Repeat the material below word for word and leave out all pictures.

* * * * *

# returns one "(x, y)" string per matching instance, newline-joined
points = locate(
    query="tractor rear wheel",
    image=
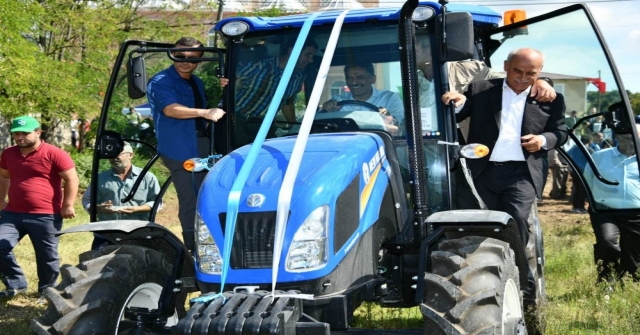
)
(93, 296)
(473, 288)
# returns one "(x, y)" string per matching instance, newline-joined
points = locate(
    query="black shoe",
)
(12, 292)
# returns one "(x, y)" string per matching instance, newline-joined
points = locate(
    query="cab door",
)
(579, 63)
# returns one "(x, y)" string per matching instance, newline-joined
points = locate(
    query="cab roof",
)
(480, 14)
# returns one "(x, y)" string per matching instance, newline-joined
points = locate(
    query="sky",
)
(618, 20)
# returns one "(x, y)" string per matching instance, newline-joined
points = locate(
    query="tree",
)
(56, 58)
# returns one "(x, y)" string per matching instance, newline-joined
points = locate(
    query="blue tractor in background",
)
(299, 223)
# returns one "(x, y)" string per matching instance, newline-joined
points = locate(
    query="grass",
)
(576, 304)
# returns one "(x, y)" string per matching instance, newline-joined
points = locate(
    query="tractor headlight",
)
(208, 257)
(308, 250)
(422, 14)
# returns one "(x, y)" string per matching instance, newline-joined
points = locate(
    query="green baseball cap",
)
(24, 124)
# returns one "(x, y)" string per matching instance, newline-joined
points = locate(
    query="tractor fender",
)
(145, 234)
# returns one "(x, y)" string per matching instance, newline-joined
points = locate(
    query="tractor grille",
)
(253, 240)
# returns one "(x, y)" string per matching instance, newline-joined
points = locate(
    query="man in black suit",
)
(518, 131)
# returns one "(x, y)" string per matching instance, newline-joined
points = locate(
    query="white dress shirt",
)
(508, 147)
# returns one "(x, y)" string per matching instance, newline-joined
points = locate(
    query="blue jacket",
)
(176, 137)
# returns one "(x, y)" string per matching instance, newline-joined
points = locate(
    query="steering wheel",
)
(372, 107)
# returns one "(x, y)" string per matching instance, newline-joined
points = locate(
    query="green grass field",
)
(576, 305)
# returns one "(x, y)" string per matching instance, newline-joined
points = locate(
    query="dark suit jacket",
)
(484, 104)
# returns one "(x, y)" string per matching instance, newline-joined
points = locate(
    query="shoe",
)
(12, 292)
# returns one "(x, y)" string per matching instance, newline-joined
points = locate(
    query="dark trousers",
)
(187, 185)
(41, 229)
(559, 176)
(578, 193)
(508, 188)
(617, 245)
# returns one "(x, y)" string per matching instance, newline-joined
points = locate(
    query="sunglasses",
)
(186, 57)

* * * * *

*Answer below:*
# returns one "(x, y)" string per matching instance, newline-joined
points = locate(
    query="tractor rear wheel",
    image=
)
(93, 296)
(473, 288)
# returns one "(x, y)" string per matching instance, newline-joined
points = locate(
    query="black shoe",
)
(12, 292)
# returns one "(x, y)" string per matching instance, newline-joined
points = locate(
    query="cab door",
)
(579, 63)
# returns one "(x, y)" string per matching instance, newline-joined
points = locate(
    query="cab roof",
)
(480, 14)
# returns one "(x, y)" string per matching instance, newline-joined
points = locate(
    query="sky",
)
(618, 20)
# returns one "(x, y)" string per matching instance, newline-joined
points = locate(
    query="tree",
)
(56, 58)
# returns one "(x, y)" string per matching instance, newline-joined
points = locate(
    query="blue tractor in background",
)
(299, 223)
# returns one "(x, y)" string per matching instance, newline-joined
points = locate(
    query="grass",
)
(576, 304)
# returns one "(x, y)" string per matching instance, newline-joined
points = locate(
    query="tractor headlight",
)
(208, 257)
(308, 250)
(422, 14)
# returns one "(x, y)" string per matching instance, newline-joined
points = locate(
    query="green baseball cap",
)
(24, 124)
# returns one "(x, y)" string per matching instance, newline-joined
points = locate(
    query="tractor fender",
)
(145, 234)
# returns one "(x, y)" string per matching instance, newline-joined
points = locate(
    query="tractor grille",
)
(253, 240)
# returns one "(x, y)" string per matching instance, newline-joined
points = locate(
    query="man in black suit",
)
(518, 131)
# returns one "(x, y)" string per matching instance, newline-joined
points = locate(
    query="white dress shirt",
)
(508, 147)
# returns one "(x, y)" string per matching instance, newline-joined
points = locate(
    query="blue jacket",
)
(176, 137)
# returns one "(x, y)" string per matching instance, newline-joined
points = locate(
    query="steering wheel",
)
(372, 107)
# returns one "(x, y)" string per matching instance, newline-joined
points = locate(
    query="green grass field",
)
(576, 305)
# returns one "(x, y)" string per matching instance, newline-joined
points = locate(
    query="dark suit jacket",
)
(484, 104)
# returns one "(x, y)" string per matching instance, newline-joined
points = locate(
    query="shoe",
)
(12, 292)
# returns one "(x, y)" string per matching instance, newline-joined
points = locate(
    query="dark trousers",
)
(187, 185)
(41, 229)
(559, 176)
(578, 193)
(508, 188)
(617, 245)
# returns one "(x, y)" string per matching instance, newline-joined
points = locate(
    query="sunglasses",
)
(186, 57)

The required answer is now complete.